• Exercise description: All of the data, from the first line to the last, should be reproduced without alteration.

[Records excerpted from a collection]
____________________

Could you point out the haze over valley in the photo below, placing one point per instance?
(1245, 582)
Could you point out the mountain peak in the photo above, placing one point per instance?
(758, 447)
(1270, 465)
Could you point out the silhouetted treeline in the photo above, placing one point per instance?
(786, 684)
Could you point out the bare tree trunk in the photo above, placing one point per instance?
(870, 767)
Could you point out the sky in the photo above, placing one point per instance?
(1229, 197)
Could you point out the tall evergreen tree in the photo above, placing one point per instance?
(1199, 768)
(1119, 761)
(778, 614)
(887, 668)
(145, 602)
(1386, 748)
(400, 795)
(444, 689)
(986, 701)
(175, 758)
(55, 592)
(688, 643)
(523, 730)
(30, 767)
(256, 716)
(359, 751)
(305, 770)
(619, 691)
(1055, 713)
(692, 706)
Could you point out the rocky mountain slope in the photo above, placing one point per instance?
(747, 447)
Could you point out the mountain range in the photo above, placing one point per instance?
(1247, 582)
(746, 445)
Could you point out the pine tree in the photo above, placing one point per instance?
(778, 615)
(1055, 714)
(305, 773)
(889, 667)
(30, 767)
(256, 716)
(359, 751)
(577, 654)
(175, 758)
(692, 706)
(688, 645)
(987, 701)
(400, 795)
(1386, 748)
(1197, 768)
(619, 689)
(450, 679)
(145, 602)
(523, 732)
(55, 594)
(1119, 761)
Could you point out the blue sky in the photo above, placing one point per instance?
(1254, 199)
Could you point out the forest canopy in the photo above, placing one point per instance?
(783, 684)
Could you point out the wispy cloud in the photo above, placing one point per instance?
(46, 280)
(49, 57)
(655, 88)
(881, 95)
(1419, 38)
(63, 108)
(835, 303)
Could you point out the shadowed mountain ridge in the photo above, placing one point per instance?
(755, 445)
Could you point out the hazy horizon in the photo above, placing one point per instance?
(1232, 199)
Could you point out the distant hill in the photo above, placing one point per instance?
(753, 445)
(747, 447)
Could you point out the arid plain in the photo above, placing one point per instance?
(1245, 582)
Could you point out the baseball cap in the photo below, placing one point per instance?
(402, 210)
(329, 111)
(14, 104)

____________________

• Completed task:
Could you point out the haze over valley in the photo below, placing one point per instance?
(1245, 582)
Could you point out the mountain peak in the photo above, placing one point per instance?
(758, 447)
(1270, 465)
Could you point out the silhouetted treeline in the photo above, placing one point per instance?
(786, 684)
Could you point out the bare tree trunk in the photo above, placing one point per instance?
(870, 767)
Could you point out the sky in the photo above, placing one point per instance?
(1229, 197)
Could you point out the tall evergreen tree in the photo above, placing one point per instance?
(1199, 768)
(1119, 761)
(778, 614)
(887, 668)
(145, 602)
(1386, 748)
(400, 795)
(444, 689)
(986, 701)
(175, 758)
(55, 592)
(688, 643)
(523, 730)
(30, 767)
(256, 716)
(359, 751)
(305, 770)
(619, 691)
(1055, 713)
(692, 706)
Could you point out the rocky mountain slope in the photo above, placing one point per instance?
(747, 447)
Could you point out the mountain range in the photo above, placing one point per instance?
(1247, 582)
(746, 445)
Could you point out the pine tree in the photo above, placing one point per instance?
(778, 615)
(1055, 714)
(305, 773)
(889, 667)
(30, 767)
(256, 716)
(359, 751)
(577, 654)
(175, 758)
(692, 706)
(688, 645)
(987, 701)
(400, 795)
(1386, 748)
(1197, 768)
(619, 689)
(450, 679)
(145, 602)
(523, 732)
(55, 594)
(1119, 761)
Could you point out the blue sky in the photo above, placing one point per instance?
(1254, 199)
Could you point out the forest canopy in the photo above, placing one point per instance?
(783, 684)
Could you point out the wispy cloud in the photo above, placing one point per instance?
(46, 280)
(49, 57)
(655, 88)
(881, 95)
(1419, 38)
(63, 108)
(835, 303)
Could you point out the shadowed mountain ridge in the photo above, placing one point per instance?
(755, 445)
Could you point out the hazy horizon in the photo above, placing one point per instance?
(1232, 199)
Could you point out the distant hill in the photo above, placing one point per instance?
(753, 445)
(747, 447)
Could you point out the arid plain in the photo above, placing one point per instance?
(1245, 582)
Could you point out the baseball cap in the photo below, placing one point per instance?
(402, 210)
(329, 111)
(14, 104)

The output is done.